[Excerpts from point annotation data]
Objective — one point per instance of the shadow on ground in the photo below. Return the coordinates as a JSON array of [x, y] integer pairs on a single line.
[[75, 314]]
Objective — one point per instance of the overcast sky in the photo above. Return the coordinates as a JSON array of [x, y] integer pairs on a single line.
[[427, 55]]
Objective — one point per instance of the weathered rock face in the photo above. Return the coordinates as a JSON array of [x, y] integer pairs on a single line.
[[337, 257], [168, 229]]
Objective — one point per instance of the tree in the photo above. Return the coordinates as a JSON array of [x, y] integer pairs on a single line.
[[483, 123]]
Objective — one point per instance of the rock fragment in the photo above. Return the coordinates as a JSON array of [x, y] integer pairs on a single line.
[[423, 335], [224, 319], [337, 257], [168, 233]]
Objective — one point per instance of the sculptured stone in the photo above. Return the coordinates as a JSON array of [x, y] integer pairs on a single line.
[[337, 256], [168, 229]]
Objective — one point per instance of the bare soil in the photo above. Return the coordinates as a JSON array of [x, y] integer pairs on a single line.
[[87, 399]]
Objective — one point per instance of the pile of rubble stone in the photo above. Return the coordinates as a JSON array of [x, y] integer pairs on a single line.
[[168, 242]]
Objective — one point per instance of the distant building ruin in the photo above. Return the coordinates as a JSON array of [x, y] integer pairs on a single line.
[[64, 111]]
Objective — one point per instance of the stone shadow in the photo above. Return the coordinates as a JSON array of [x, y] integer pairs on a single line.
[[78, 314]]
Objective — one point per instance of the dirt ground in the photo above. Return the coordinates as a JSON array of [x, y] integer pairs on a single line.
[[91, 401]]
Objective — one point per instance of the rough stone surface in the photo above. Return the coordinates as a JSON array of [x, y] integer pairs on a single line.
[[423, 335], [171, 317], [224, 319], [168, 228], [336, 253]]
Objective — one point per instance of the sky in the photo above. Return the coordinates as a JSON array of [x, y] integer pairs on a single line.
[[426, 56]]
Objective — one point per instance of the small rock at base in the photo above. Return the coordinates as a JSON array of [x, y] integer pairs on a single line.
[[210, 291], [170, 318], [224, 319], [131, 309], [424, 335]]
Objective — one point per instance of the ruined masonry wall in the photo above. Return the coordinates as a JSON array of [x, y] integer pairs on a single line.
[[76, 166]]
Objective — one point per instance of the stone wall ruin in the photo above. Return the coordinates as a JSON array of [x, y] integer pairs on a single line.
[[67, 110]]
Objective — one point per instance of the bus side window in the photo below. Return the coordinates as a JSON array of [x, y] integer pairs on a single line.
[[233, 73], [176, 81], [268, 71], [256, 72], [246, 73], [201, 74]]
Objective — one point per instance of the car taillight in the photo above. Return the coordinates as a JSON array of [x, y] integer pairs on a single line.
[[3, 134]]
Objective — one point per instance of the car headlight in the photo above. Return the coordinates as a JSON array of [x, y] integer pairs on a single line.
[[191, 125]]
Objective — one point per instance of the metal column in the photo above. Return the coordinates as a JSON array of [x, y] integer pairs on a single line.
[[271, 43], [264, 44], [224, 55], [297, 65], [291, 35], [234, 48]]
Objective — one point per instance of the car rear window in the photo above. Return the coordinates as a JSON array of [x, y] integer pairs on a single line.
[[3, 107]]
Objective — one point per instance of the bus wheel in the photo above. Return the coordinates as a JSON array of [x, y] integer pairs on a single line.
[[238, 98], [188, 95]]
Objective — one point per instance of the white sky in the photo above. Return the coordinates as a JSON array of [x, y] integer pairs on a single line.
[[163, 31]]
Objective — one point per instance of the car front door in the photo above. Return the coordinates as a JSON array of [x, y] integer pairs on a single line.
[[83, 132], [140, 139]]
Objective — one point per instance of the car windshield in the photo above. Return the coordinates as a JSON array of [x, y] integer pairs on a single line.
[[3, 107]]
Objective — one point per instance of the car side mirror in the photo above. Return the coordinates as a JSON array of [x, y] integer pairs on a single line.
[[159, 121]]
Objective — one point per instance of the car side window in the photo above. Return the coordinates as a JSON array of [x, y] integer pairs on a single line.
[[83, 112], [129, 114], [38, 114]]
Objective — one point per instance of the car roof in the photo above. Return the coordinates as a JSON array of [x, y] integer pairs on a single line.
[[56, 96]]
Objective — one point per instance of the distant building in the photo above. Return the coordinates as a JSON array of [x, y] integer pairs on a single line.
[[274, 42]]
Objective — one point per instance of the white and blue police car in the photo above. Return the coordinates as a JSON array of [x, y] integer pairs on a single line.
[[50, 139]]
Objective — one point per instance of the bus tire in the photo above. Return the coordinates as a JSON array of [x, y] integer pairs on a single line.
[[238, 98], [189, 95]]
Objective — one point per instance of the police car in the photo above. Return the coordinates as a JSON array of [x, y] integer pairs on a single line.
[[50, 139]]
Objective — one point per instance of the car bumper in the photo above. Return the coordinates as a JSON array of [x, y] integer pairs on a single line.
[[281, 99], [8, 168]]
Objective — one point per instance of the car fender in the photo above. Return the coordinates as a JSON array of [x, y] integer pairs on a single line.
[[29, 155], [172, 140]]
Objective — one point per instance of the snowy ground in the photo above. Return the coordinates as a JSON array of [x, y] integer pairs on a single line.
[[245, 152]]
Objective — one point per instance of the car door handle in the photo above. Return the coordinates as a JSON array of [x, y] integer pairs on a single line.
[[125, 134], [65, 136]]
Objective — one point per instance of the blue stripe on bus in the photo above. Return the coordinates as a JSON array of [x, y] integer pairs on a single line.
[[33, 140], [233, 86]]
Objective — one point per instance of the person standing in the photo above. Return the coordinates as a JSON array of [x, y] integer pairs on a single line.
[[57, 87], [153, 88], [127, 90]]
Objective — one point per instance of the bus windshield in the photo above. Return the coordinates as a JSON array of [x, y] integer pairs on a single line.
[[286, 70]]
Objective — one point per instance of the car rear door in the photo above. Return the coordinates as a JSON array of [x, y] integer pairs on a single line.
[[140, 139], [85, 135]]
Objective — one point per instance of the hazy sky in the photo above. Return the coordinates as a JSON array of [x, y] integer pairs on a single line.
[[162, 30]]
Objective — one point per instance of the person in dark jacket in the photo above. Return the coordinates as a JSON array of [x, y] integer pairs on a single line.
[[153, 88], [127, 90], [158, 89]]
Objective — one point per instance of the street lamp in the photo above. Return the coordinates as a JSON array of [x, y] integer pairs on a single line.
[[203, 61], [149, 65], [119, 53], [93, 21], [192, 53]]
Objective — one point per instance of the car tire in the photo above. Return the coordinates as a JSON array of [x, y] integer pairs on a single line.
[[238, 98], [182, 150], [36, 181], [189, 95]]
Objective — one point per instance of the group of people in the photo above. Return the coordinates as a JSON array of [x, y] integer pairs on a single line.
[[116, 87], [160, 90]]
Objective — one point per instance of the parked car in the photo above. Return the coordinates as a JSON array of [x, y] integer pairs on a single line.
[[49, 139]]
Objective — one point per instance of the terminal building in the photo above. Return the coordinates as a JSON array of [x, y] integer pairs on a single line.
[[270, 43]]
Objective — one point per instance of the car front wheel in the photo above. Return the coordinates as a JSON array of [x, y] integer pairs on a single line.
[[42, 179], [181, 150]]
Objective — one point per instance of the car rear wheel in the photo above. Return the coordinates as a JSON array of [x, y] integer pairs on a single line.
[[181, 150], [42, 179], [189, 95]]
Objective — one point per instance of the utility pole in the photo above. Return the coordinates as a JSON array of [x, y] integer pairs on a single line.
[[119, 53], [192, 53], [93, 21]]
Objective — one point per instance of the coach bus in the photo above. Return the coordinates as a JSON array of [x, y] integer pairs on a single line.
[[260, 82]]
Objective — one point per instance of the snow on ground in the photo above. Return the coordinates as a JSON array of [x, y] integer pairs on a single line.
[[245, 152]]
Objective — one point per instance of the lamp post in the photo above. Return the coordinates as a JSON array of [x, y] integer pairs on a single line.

### [STATED GOAL]
Each line from the one with "Objective — one point per instance of the utility" through the last line of the records must be written out word for word. Include nothing else.

### [THE COMPLETED TASK]
Objective — one point per instance of the utility pole in the photo above. Return the coordinates as a JSON array of [x, y] integer pairs on a single line.
[[119, 53], [192, 53], [93, 21]]
Objective — one point per instance of the coach bus in the photo above. Return the coordinates as a JSON array of [x, y] integer pairs on a single line.
[[260, 82]]
Objective — one point per instance of the snow on ground in the photo above. Return the coordinates as a JSON array of [x, y] integer pairs on a single line.
[[245, 152]]
Objective — one point per instance of the lamp post in the photo above. Return the coordinates as a JSON array of [x, y] integer pairs on a single line.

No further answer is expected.